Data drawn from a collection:
<<<<

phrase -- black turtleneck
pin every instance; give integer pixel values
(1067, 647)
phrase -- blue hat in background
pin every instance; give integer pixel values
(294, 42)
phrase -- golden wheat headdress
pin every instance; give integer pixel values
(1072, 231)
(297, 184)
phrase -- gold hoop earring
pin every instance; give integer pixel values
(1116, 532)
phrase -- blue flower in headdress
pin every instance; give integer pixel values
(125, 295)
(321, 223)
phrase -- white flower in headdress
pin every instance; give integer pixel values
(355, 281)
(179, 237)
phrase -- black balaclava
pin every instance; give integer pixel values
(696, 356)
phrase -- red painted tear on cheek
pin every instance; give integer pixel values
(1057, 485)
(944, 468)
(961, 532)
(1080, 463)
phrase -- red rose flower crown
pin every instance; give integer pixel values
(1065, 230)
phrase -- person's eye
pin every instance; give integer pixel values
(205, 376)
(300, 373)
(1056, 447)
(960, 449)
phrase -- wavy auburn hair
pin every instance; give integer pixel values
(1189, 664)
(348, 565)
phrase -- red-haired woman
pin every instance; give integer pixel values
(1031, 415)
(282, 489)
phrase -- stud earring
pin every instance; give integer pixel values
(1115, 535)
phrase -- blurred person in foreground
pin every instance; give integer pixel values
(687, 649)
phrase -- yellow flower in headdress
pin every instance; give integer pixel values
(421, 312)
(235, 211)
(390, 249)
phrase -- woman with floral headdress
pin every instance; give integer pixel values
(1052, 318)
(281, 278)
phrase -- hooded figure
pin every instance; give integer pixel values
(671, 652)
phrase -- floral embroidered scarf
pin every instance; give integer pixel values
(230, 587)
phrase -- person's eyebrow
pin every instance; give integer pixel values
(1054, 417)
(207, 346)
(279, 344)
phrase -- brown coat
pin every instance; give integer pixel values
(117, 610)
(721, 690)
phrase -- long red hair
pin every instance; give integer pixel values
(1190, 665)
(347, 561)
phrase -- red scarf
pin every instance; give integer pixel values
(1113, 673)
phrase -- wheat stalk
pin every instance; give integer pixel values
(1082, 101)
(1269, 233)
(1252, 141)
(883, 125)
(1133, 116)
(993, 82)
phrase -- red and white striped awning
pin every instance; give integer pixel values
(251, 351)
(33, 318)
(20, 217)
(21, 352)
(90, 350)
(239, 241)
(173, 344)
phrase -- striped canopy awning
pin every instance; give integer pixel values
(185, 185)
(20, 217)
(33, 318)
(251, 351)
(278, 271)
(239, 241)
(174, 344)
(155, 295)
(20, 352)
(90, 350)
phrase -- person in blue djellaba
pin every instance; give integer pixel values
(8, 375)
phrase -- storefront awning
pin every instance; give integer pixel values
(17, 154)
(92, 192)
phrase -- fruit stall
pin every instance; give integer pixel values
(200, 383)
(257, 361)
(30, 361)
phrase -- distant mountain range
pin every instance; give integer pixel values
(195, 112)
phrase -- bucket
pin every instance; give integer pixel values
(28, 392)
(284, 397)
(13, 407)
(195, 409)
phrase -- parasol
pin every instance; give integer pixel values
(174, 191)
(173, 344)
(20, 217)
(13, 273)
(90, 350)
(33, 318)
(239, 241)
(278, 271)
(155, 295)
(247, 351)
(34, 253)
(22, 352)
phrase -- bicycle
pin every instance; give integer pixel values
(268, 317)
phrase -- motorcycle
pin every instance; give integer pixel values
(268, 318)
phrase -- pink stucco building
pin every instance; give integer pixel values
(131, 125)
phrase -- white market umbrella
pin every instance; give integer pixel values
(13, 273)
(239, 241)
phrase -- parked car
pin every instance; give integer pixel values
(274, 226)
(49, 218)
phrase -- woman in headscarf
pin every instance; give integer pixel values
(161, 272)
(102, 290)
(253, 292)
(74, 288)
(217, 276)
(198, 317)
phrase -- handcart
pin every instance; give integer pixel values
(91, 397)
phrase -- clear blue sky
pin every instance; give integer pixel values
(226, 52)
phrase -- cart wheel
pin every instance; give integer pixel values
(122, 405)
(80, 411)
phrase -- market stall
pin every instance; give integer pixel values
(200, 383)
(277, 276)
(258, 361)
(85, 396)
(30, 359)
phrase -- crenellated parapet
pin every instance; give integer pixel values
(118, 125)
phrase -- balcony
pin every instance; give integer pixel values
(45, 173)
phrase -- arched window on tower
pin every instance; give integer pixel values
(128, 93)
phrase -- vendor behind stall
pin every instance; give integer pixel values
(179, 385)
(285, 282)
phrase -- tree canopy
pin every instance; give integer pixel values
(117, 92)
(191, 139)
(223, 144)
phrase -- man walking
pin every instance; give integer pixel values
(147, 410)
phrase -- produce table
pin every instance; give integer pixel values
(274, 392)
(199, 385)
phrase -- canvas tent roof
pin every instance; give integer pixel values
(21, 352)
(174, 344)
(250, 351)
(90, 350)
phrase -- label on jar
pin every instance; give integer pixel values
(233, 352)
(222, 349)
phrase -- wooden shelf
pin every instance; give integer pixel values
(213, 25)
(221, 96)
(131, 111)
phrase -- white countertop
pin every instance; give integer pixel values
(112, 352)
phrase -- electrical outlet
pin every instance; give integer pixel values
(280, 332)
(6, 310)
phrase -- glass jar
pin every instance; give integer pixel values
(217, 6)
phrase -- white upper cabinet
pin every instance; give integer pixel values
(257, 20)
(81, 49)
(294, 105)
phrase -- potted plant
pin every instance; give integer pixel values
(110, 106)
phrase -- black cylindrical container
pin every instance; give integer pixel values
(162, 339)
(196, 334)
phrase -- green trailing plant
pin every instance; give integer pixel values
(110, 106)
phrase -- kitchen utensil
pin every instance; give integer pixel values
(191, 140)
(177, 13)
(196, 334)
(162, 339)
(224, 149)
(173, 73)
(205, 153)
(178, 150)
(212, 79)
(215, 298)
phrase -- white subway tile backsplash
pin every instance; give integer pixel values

>>>>

TO BE DONE: Repeat all of the material above line for line, changing nothing.

WRITTEN RESPONSE:
phrase -- black turtleneck
pin every instance; give integer pixel values
(1067, 647)
phrase -- blue hat in background
pin every instance; give integer pixel values
(294, 42)
phrase -- golden wheat headdress
pin every instance; give integer pixel values
(1072, 231)
(297, 184)
phrase -- gold hoop earring
pin every instance; give integer pixel values
(1116, 532)
phrase -- blue flower in headdress
pin every instance; give integer pixel values
(125, 295)
(321, 223)
phrase -- white flower in headdress
pin every instance; give integer pixel values
(355, 281)
(179, 237)
phrase -- black balaclava
pin every instance; give integer pixel values
(696, 356)
phrase -- red painted tear on cheek
pin every instance; give integer pixel values
(1057, 485)
(944, 468)
(961, 532)
(1080, 463)
phrase -- red rose flower crown
pin every instance; give integer pixel values
(1065, 230)
phrase -- person's eye
pin every instance; give integer pixel values
(205, 376)
(300, 373)
(1056, 447)
(960, 449)
phrase -- wavy auburn hair
pin every instance; give integer pixel values
(1189, 664)
(348, 565)
phrase -- red-haired woman
pin every instance; give integer pixel values
(1031, 415)
(282, 489)
phrase -- stud earring
pin every instance; give integer pixel values
(1115, 535)
phrase -- blurred person in foreground
pin every instance; give integer pixel values
(687, 649)
phrase -- yellow flower in headdress
pin every instance; give integer pixel values
(421, 312)
(235, 211)
(390, 249)
phrase -- woman with floral headdress
pin every instance; give integer pixel values
(1052, 318)
(281, 278)
phrase -- hooded figure
pin every instance; give integer pixel values
(671, 652)
phrase -- floral embroidered scarf
pin every instance; give integer pixel values
(230, 587)
phrase -- person's eyebrow
pin every instance; give integer pixel values
(1054, 417)
(207, 346)
(279, 344)
phrase -- brown coat
pin every instance; give integer pixel values
(117, 610)
(721, 690)
phrase -- long red hair
pin every instance; give integer pixel values
(1190, 665)
(347, 561)
phrase -- red scarf
pin every instance; give integer pixel values
(1113, 673)
phrase -- wheat stalk
pin every instance; give integer pixel values
(1082, 101)
(1269, 233)
(1252, 141)
(883, 125)
(1133, 116)
(993, 82)
phrase -- red and white striped awning
pin every instance; give integer pixel values
(251, 351)
(33, 318)
(20, 217)
(21, 352)
(90, 350)
(239, 241)
(173, 344)
phrase -- striped canopy awning
pin every instance; give integer pixel values
(185, 185)
(20, 217)
(33, 318)
(251, 351)
(278, 271)
(239, 241)
(174, 344)
(155, 295)
(20, 352)
(90, 350)
phrase -- person in blue djellaba
pin every instance; give integer pixel values
(8, 375)
phrase -- storefront awning
pin every instance; give integer pixel values
(17, 154)
(92, 192)
phrase -- fruit stall
pin every instance; give integer pixel values
(200, 383)
(257, 361)
(30, 361)
phrase -- distant mountain range
pin every instance; give integer pixel values
(195, 112)
phrase -- bucket
pin every instance; give integer pixel values
(28, 392)
(284, 397)
(13, 407)
(195, 409)
phrase -- parasol
pin every instance; give integer pixel values
(174, 191)
(173, 344)
(20, 217)
(13, 273)
(90, 350)
(33, 318)
(239, 241)
(278, 271)
(155, 295)
(247, 351)
(34, 253)
(22, 352)
phrase -- bicycle
pin every instance; give integer pixel values
(268, 317)
phrase -- motorcycle
pin every instance; give integer pixel values
(268, 318)
phrase -- pink stucco building
pin every instance; give integer pixel values
(131, 125)
phrase -- white market umbrella
pin every instance; give integer pixel values
(13, 273)
(239, 241)
phrase -- parked car
pin every instance; give integer pixel values
(274, 226)
(49, 218)
phrase -- woman in headscarf
pin every instance; give integer pixel values
(161, 272)
(102, 290)
(253, 292)
(74, 288)
(217, 276)
(198, 317)
phrase -- handcart
pin every instance; give integer pixel values
(91, 397)
phrase -- clear blue sky
pin every instance; give integer pixel values
(226, 52)
phrase -- cart wheel
pin every instance; give integer pixel values
(122, 405)
(80, 411)
phrase -- market stall
pin every instance; give integer pixel values
(200, 383)
(277, 276)
(258, 361)
(85, 396)
(30, 359)
phrase -- crenellated parapet
pin every instance; give integer pixel values
(118, 125)
phrase -- balcony
pin every instance; give integer pixel values
(45, 173)
phrase -- arched window on tower
pin every instance; give integer pixel values
(128, 93)
phrase -- vendor behind stall
pin every instance; give integer pixel values
(179, 385)
(285, 282)
phrase -- tree canopy
pin every instance; give integer pixel values
(117, 92)
(191, 139)
(223, 144)
phrase -- man walking
pin every instance; give integer pixel values
(147, 410)
phrase -- produce table
pin every instance; give integer pixel values
(274, 392)
(199, 385)
phrase -- canvas tent roof
pin every instance; give integer pixel values
(21, 352)
(174, 344)
(250, 351)
(90, 350)
phrase -- label on jar
pin every instance; give integer pixel values
(233, 352)
(222, 349)
phrase -- wooden shelf
pin every instance; give integer pixel values
(213, 25)
(221, 96)
(131, 111)
phrase -- white countertop
pin every instance; give integer pixel values
(112, 352)
phrase -- electrical outlet
pin every instance; give integer pixel values
(280, 332)
(6, 310)
phrase -- glass jar
pin every instance; give integer pixel values
(217, 6)
phrase -- white upper cabinet
pin every instance; give integer pixel values
(257, 20)
(81, 49)
(294, 105)
phrase -- potted plant
pin every instance; give integer pixel values
(110, 106)
phrase -- black cylindrical container
pin every instance; give integer pixel values
(162, 339)
(196, 334)
phrase -- green trailing plant
pin every instance; give integer pixel values
(110, 106)
phrase -- kitchen utensil
pin every instance; give integer pixel values
(191, 140)
(177, 13)
(196, 334)
(162, 339)
(224, 149)
(173, 73)
(205, 153)
(178, 150)
(212, 79)
(215, 298)
phrase -- white subway tile backsplash
pin every instance; give integer pixel values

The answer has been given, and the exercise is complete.